Provided passage:
——

Search Range in Binary Search Tree

Given two values k1 and k2 (where k1 < k2) and a root pointer to a Binary Search Tree. Find all the keys of tree in range k1 to k2. i.e. print all x such that k1<=x<=k2 and x is a key of given BST. Return all the keys in ascending order.

Example

If k1 = 10 and k2 = 22, then your function should return [12, 20, 22].

    20
   /  \
  8   22
 / \
4   12

Solution

While 循环：

"""
Definition of TreeNode:
class TreeNode:
    def __init__(self, val):
        self.val = val
        self.left, self.right = None, None
"""
class Solution:
    """
    @param root: The root of the binary search tree.
    @param k1 and k2: range k1 to k2.
    @return: Return all keys that k1<=key<=k2 in ascending order.
    """     
    def searchRange(self, root, k1, k2):
        # write your code here
        if root == None:
            return []
        self.result = []
        self.traverse(root, k1, k2)

——

Challenge a: Find every line in the entries below that contains the string "paper", matching case exactly, and copy each of those lines.

——

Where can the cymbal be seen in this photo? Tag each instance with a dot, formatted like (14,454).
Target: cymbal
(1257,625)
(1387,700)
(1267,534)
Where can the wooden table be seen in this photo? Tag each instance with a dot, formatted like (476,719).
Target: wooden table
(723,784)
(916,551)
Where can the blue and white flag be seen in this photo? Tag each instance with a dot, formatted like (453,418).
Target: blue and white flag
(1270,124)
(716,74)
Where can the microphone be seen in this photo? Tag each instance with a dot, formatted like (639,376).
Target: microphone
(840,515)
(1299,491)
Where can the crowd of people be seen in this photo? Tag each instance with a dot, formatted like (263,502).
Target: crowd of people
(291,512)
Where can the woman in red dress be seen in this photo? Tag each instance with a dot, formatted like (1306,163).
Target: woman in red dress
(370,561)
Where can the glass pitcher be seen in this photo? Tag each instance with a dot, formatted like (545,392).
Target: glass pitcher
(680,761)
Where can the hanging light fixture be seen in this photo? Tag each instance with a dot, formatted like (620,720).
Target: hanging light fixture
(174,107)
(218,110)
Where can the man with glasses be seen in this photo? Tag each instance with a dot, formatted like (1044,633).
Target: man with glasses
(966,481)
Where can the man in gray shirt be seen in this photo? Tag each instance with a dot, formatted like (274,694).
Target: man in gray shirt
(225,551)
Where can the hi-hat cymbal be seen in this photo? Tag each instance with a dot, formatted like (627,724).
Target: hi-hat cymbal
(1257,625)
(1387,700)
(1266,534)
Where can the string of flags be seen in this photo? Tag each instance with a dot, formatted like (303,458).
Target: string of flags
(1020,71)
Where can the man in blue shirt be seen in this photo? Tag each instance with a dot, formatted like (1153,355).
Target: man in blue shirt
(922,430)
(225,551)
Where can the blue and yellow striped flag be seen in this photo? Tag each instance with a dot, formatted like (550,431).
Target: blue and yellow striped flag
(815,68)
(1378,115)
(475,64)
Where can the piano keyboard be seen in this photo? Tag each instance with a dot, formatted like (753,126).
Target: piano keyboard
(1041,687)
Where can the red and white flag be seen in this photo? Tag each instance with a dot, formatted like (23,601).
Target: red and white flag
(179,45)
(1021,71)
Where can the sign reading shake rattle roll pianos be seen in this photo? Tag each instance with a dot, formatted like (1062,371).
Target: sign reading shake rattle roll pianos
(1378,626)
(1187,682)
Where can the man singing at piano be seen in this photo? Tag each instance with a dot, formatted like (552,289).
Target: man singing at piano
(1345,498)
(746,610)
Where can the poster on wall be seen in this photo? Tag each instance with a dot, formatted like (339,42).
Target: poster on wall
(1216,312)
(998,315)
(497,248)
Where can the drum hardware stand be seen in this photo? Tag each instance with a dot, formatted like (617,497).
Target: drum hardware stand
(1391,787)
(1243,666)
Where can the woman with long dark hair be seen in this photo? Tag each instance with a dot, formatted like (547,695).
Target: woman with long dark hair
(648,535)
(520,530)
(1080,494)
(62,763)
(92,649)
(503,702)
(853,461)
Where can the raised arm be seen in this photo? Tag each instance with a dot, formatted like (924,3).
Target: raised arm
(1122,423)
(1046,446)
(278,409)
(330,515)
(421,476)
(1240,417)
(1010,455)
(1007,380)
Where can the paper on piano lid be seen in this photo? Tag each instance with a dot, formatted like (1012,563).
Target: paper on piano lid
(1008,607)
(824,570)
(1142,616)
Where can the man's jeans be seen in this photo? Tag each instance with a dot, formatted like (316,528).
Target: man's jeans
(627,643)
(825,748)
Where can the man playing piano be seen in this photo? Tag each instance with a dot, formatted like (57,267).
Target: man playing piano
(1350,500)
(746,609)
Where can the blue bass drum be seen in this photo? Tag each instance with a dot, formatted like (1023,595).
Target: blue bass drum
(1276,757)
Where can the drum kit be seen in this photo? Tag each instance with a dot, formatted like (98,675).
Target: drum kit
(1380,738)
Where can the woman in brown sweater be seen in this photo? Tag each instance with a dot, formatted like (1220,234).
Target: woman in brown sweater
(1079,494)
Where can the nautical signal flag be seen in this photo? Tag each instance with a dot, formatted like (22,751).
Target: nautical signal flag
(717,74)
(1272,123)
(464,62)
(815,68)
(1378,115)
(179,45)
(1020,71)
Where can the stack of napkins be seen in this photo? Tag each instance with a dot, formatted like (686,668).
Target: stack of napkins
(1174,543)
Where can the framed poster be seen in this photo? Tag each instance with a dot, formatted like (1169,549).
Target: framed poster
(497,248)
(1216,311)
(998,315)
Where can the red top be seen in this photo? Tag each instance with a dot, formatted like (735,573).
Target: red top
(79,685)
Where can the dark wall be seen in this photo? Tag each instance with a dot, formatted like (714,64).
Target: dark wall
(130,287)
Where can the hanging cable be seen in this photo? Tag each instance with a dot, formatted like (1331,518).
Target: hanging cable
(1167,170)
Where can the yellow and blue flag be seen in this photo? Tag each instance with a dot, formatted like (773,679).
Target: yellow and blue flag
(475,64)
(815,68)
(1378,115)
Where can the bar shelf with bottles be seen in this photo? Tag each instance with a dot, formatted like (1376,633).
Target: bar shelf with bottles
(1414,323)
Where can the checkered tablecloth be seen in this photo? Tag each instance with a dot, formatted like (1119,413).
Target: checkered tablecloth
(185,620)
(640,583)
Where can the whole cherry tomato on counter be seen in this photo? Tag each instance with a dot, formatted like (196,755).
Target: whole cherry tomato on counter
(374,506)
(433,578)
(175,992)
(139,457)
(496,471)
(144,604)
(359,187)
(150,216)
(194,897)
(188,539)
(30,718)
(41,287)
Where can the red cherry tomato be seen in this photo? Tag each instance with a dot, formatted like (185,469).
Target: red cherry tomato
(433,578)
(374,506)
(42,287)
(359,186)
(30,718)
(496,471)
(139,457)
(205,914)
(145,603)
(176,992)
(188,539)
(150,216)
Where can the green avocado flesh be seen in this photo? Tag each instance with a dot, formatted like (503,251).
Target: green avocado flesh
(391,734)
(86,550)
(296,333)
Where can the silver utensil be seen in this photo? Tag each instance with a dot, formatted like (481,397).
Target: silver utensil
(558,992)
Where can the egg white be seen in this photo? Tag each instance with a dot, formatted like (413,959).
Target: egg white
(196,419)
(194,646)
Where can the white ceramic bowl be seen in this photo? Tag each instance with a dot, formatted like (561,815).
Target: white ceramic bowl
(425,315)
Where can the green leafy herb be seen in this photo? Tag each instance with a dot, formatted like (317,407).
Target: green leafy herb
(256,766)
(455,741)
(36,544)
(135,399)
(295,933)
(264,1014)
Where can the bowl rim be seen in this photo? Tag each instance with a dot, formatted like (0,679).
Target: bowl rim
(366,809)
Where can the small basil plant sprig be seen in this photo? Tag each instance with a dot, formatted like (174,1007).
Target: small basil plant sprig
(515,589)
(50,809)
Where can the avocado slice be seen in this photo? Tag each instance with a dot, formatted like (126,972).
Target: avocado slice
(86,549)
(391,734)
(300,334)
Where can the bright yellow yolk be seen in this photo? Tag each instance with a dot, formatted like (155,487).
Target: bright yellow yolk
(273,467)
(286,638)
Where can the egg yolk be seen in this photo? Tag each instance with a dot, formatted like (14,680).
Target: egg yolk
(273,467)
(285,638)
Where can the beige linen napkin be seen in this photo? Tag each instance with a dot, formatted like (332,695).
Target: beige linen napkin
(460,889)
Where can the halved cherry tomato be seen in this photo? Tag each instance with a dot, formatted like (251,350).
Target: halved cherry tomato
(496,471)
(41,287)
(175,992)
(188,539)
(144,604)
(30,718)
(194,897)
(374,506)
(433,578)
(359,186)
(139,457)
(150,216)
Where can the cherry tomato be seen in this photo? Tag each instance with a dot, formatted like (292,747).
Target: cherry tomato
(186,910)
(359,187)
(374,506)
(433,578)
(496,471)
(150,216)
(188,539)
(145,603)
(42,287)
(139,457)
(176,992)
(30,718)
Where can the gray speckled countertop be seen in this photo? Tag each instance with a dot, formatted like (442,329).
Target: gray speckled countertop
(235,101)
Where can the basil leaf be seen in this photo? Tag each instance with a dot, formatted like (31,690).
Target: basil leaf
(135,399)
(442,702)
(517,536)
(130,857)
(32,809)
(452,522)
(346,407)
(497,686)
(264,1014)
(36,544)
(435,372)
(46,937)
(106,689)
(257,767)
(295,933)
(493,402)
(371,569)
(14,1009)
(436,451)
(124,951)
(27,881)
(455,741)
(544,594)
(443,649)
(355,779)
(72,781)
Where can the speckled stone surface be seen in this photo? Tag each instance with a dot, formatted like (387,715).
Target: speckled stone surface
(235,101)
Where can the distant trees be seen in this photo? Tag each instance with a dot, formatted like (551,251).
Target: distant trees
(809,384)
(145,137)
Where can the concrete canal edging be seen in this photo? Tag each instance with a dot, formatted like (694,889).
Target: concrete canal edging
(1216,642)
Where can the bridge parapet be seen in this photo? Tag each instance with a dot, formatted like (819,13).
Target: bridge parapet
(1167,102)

——

Challenge b: Pick up the binary search tree range search solution above at the point where it stops, and keep writing from there.

Response a:
Where can the paper on piano lid be seen in this photo? Tag each instance with a dot, formatted like (1012,563).
Target: paper on piano lid

Response b:
        return self.result

    def traverse(self, root, k1, k2):
        if root == None:
            return
        if root.val > k1:
            self.traverse(root.left,k1, k2)
        if k1 <= root.val and root.val <= k2:
            self.result.append(root.val)
        if root.val < k2:
            self.traverse(root.right,k1, k2)

DFS 循环方法
class Solution:
    """
    @param root: The root of the binary search tree.
    @param k1 and k2: range k1 to k2.
    @return: Return all keys that k1<=key<=k2 in ascending order.
    """     
    def searchRange(self, root, k1, k2):
        # write your code here
        if root == None:
            return []
        stack = []
        curr = root
        result = []
        while stack or curr:
            while curr:
                stack.append(curr)
                curr = curr.left
            curr = stack.pop()
            if curr.val >= k1 and curr.val <= k2:
                result.append(curr.val)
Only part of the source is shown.